*TASK:* Change "place a point" to "put a marker" in the items below, starting at the line that has "Find the computer" and stopping after the line that has "x=242, y=341". Return only those lines, with nothing else altered.

--- BEGIN ---

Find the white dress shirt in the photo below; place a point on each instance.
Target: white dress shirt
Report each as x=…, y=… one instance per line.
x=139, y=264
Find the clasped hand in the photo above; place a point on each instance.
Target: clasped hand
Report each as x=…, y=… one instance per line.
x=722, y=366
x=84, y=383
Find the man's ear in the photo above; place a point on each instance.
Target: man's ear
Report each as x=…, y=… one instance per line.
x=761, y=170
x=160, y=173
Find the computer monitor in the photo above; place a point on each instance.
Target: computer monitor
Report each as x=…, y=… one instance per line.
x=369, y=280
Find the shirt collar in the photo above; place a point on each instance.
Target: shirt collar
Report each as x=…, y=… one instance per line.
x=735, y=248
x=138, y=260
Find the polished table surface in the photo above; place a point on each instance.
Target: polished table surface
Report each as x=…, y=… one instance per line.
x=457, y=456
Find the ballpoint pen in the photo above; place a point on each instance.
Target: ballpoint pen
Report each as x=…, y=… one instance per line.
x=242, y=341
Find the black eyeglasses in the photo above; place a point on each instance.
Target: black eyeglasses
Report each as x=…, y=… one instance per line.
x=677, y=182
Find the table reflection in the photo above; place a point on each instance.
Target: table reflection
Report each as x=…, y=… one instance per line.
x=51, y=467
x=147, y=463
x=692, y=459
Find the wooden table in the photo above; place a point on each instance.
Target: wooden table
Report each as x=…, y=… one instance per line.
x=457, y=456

--- END ---

*TASK OUTPUT:*
Find the computer monitor in the photo above; put a marker on each instance.
Target: computer monitor
Report each as x=…, y=… one instance per line.
x=369, y=280
Find the shirt collar in the photo above; put a marker on each instance.
Target: shirt collar
Report each as x=…, y=… one instance per line.
x=735, y=248
x=138, y=260
Find the polished table surface in the photo above; put a marker on each instance.
Target: polished table surface
Report each as x=…, y=… one instance per line.
x=457, y=456
Find the ballpoint pen in the photo above; put a marker on each instance.
Target: ballpoint pen
Report each as x=…, y=… one instance per line.
x=242, y=341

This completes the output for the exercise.